_Problem statement:_ Set down the full listing exactly as given. Any pictures are to be left out.

_Available records:_
- Opening Delimiter -
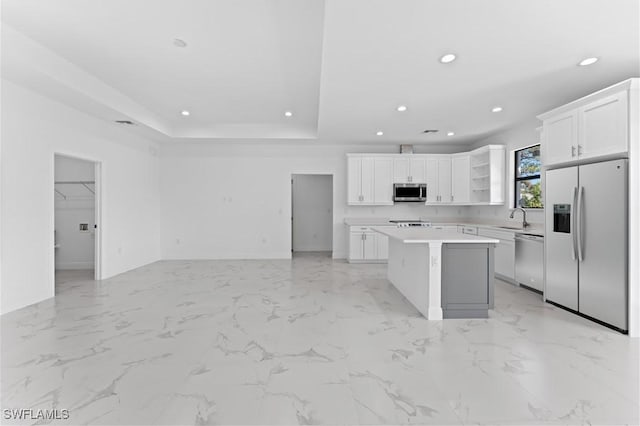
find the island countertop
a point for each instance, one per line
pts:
(425, 235)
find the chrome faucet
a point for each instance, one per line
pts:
(524, 216)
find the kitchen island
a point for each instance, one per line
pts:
(444, 274)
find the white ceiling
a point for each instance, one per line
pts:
(341, 66)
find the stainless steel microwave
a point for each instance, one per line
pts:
(410, 192)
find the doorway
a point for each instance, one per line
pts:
(76, 220)
(312, 214)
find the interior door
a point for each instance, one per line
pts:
(603, 239)
(561, 271)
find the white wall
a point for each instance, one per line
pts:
(33, 129)
(75, 248)
(521, 136)
(233, 200)
(312, 212)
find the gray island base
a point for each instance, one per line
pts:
(444, 274)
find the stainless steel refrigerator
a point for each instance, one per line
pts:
(586, 243)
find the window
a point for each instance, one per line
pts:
(528, 191)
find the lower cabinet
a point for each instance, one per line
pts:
(504, 254)
(467, 292)
(367, 246)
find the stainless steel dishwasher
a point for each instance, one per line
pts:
(530, 261)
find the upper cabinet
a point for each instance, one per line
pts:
(487, 175)
(409, 169)
(593, 127)
(561, 137)
(438, 179)
(475, 177)
(369, 180)
(603, 126)
(460, 178)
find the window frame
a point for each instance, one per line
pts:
(517, 179)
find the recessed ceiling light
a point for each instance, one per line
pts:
(178, 42)
(449, 57)
(588, 61)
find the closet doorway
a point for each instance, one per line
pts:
(76, 221)
(312, 214)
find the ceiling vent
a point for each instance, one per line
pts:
(406, 149)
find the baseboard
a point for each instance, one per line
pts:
(74, 265)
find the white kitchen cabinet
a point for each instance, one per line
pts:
(487, 175)
(593, 127)
(409, 169)
(438, 176)
(476, 177)
(356, 246)
(603, 127)
(369, 180)
(471, 230)
(560, 138)
(452, 228)
(382, 181)
(460, 179)
(367, 246)
(382, 247)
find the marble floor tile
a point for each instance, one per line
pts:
(307, 341)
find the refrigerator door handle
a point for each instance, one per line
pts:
(579, 223)
(573, 233)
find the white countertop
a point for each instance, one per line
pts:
(420, 235)
(382, 221)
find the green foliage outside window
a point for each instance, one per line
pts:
(528, 190)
- Closing Delimiter -
_Task solution:_
find the island countertop
a point for each instance, one per line
pts:
(425, 235)
find the chrome faucet
a point for each instance, one per line
pts:
(524, 216)
find the kitchen island
a point for each instance, one per line
pts:
(444, 274)
find the white ceiling
a point for each instance, one per line
pts:
(341, 66)
find the stainless steel microwave
a point for each instance, one per line
pts:
(410, 192)
find the doorway
a point for each instance, one per line
pts:
(76, 220)
(312, 214)
find the interior door
a point for each instance, one per line
pts:
(603, 239)
(561, 271)
find the white wall
a point for each instance, one per line
pts:
(33, 129)
(75, 248)
(521, 136)
(233, 200)
(312, 212)
find the gray island base
a point for each instance, one per line
pts:
(444, 274)
find the stainless steel refrigerator
a point for each instance, one per line
pts:
(586, 243)
find the window
a point for each instance, one per line
pts:
(528, 191)
find the lower cabinet
a point for each instance, one per line
pts:
(504, 254)
(467, 292)
(367, 246)
find the stainless steel dishwasher
a point for each instance, one per line
pts:
(530, 261)
find the upper cabinet
a point for each instance, one per line
pts:
(487, 175)
(409, 169)
(593, 127)
(561, 137)
(438, 179)
(475, 177)
(369, 180)
(603, 126)
(460, 178)
find the window frame
a point for each instance, one per line
pts:
(517, 179)
find the recessed ceiling light
a point for each instance, one per line
pts:
(178, 42)
(449, 57)
(588, 61)
find the closet doorway
a point for each instance, one per line
pts:
(76, 221)
(312, 214)
find the ceiling vent
a point for each instance, one per line
pts:
(406, 149)
find the baseboard
a point for each instance, one per line
pts:
(74, 265)
find the white kitchen cabinet
a point for each instance, one per line
pts:
(487, 175)
(593, 127)
(409, 169)
(438, 176)
(476, 177)
(356, 246)
(603, 127)
(369, 180)
(471, 230)
(560, 138)
(452, 228)
(382, 181)
(460, 179)
(367, 246)
(382, 247)
find the marble floor tile
a point for each instance, one per line
pts:
(307, 341)
find the refrigerator door handle
a point for each instance, one per line
pts:
(579, 223)
(573, 233)
find the white countertop
a point for each instance, one per line
pts:
(420, 235)
(382, 221)
find the green foliage outside window
a point for each instance, one per line
pts:
(528, 190)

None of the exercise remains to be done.